§ **Problem**: Rewrite the items below, from the line containing "of the nandi" through the end, with the requests unchanged and every x and y coordinate in the answers multiplied by 0.7 and rounded to the nearest whole number, halves rounded up. Give only that part.

─── Records supplied

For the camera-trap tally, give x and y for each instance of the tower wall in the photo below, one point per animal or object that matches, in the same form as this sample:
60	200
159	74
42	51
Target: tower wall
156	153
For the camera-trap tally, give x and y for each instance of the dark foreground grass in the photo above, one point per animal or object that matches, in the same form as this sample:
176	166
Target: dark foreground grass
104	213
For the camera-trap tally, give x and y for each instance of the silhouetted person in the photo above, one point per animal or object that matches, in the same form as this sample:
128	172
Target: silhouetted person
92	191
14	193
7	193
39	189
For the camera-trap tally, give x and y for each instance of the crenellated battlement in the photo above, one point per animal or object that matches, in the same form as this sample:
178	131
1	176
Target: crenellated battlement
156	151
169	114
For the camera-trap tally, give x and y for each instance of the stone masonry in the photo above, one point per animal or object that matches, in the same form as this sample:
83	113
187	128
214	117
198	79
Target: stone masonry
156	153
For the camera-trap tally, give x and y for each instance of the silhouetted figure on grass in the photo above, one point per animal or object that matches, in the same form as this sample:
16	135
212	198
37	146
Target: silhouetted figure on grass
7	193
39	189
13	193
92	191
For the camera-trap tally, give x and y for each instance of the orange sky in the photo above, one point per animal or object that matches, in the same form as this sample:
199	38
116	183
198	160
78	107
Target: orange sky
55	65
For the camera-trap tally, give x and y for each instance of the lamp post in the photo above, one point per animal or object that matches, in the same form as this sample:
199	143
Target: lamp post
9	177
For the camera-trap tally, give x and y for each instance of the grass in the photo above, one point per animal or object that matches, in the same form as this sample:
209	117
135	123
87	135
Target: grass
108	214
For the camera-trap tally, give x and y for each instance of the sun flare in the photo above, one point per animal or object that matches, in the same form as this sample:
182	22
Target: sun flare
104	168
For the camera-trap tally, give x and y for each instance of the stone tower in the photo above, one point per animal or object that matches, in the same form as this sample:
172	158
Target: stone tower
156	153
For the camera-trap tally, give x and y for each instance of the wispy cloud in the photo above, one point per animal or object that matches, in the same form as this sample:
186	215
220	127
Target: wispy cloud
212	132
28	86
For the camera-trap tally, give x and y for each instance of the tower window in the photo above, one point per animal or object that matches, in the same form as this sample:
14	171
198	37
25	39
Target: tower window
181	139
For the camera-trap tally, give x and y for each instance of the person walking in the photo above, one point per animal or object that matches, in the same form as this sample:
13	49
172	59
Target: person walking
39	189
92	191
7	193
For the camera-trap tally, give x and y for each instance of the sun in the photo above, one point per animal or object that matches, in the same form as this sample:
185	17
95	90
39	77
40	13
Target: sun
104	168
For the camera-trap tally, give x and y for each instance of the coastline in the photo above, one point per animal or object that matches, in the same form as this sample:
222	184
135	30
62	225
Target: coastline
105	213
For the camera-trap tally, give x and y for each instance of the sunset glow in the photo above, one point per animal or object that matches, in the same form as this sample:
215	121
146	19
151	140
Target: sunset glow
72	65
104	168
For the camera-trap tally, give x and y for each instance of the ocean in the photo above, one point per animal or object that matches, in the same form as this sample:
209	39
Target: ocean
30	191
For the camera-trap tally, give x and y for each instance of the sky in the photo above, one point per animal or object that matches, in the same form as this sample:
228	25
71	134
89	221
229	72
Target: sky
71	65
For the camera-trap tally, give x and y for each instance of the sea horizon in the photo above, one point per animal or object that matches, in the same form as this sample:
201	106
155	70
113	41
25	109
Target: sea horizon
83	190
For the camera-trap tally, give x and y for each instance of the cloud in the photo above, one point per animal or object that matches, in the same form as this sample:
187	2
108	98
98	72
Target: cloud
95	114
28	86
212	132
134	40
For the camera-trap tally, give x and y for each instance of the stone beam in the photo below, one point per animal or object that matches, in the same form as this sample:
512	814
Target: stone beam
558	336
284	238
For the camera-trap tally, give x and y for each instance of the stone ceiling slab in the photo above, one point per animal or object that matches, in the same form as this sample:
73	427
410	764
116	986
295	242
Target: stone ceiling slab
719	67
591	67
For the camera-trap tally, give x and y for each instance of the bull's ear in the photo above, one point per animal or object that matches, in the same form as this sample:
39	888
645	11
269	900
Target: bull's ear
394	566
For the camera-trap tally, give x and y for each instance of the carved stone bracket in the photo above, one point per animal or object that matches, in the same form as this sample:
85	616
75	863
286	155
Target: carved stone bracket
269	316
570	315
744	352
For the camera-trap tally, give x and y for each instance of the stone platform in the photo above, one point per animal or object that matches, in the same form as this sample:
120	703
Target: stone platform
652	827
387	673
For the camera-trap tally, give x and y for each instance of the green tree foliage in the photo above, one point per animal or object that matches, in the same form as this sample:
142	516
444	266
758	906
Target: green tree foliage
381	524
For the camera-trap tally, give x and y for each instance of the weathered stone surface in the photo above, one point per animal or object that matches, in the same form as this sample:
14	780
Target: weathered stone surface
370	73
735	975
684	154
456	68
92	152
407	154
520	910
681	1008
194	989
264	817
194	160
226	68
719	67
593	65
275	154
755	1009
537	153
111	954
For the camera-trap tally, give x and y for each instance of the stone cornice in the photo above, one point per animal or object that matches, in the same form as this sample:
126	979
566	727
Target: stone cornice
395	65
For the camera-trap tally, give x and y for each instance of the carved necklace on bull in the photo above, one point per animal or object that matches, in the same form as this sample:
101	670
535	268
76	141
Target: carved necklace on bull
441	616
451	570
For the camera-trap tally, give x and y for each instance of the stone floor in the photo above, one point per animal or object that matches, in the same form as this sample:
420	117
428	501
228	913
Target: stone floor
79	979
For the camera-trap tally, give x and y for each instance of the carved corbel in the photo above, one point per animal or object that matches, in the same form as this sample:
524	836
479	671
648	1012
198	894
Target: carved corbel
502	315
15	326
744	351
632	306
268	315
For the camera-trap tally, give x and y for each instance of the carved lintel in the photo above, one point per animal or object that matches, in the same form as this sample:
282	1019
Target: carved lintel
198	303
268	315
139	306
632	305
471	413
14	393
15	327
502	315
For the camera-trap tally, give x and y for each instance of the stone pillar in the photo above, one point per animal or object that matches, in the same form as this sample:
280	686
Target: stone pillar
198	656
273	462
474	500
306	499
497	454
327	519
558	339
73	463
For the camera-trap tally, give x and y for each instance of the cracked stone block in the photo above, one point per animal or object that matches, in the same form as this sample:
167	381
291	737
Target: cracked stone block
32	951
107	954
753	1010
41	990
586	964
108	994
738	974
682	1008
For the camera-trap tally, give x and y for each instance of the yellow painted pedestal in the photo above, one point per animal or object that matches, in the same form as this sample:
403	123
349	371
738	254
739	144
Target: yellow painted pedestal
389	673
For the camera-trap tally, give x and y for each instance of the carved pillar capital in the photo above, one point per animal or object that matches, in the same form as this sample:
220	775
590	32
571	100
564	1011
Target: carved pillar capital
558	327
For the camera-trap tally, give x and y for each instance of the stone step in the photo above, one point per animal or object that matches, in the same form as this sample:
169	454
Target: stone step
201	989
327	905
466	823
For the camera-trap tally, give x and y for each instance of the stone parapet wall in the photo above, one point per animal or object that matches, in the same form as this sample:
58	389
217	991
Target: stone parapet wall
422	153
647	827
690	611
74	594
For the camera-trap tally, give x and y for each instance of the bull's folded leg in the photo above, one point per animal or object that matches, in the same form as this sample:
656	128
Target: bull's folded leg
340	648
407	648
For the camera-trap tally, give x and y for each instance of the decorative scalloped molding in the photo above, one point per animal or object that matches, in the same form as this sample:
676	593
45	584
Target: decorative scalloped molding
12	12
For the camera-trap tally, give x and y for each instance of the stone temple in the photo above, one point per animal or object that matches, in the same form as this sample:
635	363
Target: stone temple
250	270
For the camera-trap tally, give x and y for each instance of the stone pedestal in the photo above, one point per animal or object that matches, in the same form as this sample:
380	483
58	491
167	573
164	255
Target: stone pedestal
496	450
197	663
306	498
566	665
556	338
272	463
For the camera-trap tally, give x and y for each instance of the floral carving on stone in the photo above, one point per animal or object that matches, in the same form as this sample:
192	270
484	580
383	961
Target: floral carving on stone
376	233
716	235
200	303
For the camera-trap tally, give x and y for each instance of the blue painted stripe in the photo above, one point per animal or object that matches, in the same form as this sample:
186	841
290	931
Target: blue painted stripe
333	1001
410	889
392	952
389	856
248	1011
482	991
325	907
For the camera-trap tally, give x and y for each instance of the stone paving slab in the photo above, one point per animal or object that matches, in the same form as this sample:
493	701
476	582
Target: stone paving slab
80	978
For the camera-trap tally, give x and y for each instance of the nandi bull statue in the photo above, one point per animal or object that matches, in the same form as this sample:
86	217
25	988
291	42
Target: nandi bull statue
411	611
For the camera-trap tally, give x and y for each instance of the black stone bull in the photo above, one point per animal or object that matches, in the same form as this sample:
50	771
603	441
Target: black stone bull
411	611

──────

§ **Completed task**:
For the camera-trap tally, give x and y for each instance of the nandi bull statue in the photo above, one point per animal or object that matches, in the same form as this sample:
86	217
25	988
291	42
Target: nandi bull statue
288	428
For the camera-trap tally, give x and y for each instance of the black stone bull in the photo above, one point per animal or object that matches, in the same form as this sample:
50	771
603	441
Target: black stone bull
288	428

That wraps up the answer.